## PASSAGE
ATLANTA — From an income tax break to measures affecting what can be taught to kids in public schools, there are dozens of bills now sitting on Gov. Brian Kemp's desk that could impact Georgia families and their bank accounts. The bills simply need Kemp's signature to become law.
One of the measures that will affect students had a surprise amendment tacked onto it, and Democrats said they weren't able to read it before voting on it.
On Monday, lawmakers passed House Bill 1084. It will ban nine divisive concepts from being taught in Georgia schools, including teaching "one race is inherently superior to another race" and "the United States of America is fundamentally racist."
After midnight, Senate Republicans held another vote on the bill after it was amended. Democrats asked for the amendment to be printed so they could read it, but a vote on the request failed.
Democrats on social media reacted.
State Rep. Bee Nguyen (D - Atlanta) tweeted, "without even having a floor debate, Republicans pull a last minute stunt..." and State Sen. Elena Parent (D - Atlanta) tweeted, "we didn't have the bill on our desks, no one knew what it said..."
The amended version of the bill passed with language added stating the Georgia High School Association may ban transgender girls from competing against other girls.
House Speaker David Ralston (R - Blue Ridge) called it a compromise, as it stops short of an outright ban he previously blocked.
"Basically adopted the NCAA model by kicking it over to the GHSA," Ralston said.
A less controversial education bill that passed is the so-called "recess bill." It mandates kindergarten through fifth graders have 30 minutes of recess daily. In 2019, Kemp vetoed a similar bill and it's not clear if he will support the move now.
On Tuesday, 11Alive financial expert Andrew Poulos talked about the income tax cut lawmakers approved on Monday.
"This is a big step toward making us a lot more competitive especially with our neighboring states of Tennessee and Florida who are zero income tax states," Poulos said.
Currently, the state's income tax rate is 5.75%. The bill state lawmakers approved calls for it to drop to 5.49% by 2024 and then 4.49% by 2029.

## TASK OBJECTIVE
Copy out the part of the news article running from "After midnight, Senate" up to and including "he previously blocked.". Draw only on the news article above.

## STUDY MATERIAL
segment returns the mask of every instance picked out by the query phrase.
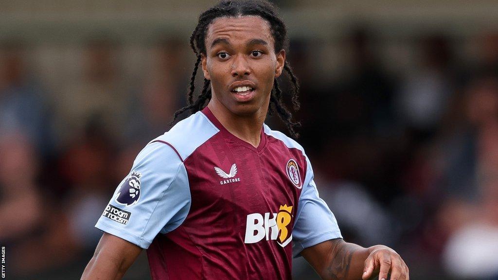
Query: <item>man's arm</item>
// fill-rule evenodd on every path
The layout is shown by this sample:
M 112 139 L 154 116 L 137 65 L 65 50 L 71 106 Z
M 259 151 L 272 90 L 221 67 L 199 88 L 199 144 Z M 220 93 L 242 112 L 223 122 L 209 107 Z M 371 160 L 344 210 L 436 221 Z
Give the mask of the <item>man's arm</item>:
M 408 267 L 394 250 L 383 245 L 369 248 L 342 239 L 322 242 L 305 249 L 301 255 L 324 280 L 379 279 L 409 280 Z
M 133 243 L 104 233 L 81 280 L 121 279 L 141 251 Z

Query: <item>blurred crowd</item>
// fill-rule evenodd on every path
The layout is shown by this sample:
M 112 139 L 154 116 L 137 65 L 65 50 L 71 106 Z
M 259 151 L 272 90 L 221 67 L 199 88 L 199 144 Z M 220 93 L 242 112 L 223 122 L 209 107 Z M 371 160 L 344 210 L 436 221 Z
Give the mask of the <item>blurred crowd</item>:
M 187 39 L 141 46 L 151 62 L 139 78 L 123 43 L 90 37 L 79 75 L 54 83 L 37 72 L 36 43 L 0 42 L 0 243 L 13 279 L 81 275 L 116 187 L 185 104 Z M 406 71 L 386 66 L 364 28 L 336 42 L 339 75 L 319 66 L 327 42 L 291 40 L 288 53 L 321 196 L 347 241 L 392 247 L 413 279 L 498 279 L 498 34 L 467 39 L 470 59 L 444 34 L 410 38 Z M 310 269 L 296 261 L 296 279 Z

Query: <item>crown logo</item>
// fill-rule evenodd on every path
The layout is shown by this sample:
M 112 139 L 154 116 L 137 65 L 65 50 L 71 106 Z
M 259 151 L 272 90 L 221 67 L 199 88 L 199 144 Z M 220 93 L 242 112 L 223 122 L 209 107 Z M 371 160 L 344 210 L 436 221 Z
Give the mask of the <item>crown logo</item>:
M 284 211 L 288 213 L 290 213 L 292 211 L 292 206 L 288 206 L 287 204 L 284 204 L 283 206 L 280 205 L 280 211 Z

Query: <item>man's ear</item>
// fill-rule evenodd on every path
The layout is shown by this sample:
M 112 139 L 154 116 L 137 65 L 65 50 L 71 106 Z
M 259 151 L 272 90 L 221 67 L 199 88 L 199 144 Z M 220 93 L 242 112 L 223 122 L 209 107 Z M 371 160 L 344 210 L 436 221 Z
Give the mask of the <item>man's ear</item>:
M 208 58 L 206 57 L 206 55 L 203 54 L 201 54 L 201 63 L 202 66 L 202 72 L 204 73 L 204 78 L 206 80 L 211 80 L 211 78 L 209 76 L 209 72 L 208 72 L 208 67 L 207 66 L 207 63 L 208 62 Z
M 276 68 L 275 69 L 275 77 L 276 78 L 282 74 L 283 71 L 283 66 L 285 63 L 285 50 L 280 50 L 277 53 Z

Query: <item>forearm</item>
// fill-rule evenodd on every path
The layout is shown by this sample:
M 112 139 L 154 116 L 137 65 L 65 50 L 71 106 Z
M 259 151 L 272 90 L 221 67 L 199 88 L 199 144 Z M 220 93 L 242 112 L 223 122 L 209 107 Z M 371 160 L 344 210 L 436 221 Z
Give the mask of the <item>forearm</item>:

## TASK RESPONSE
After midnight, Senate Republicans held another vote on the bill after it was amended. Democrats asked for the amendment to be printed so they could read it, but a vote on the request failed.
Democrats on social media reacted.
State Rep. Bee Nguyen (D - Atlanta) tweeted, "without even having a floor debate, Republicans pull a last minute stunt..." and State Sen. Elena Parent (D - Atlanta) tweeted, "we didn't have the bill on our desks, no one knew what it said..."
The amended version of the bill passed with language added stating the Georgia High School Association may ban transgender girls from competing against other girls.
House Speaker David Ralston (R - Blue Ridge) called it a compromise, as it stops short of an outright ban he previously blocked.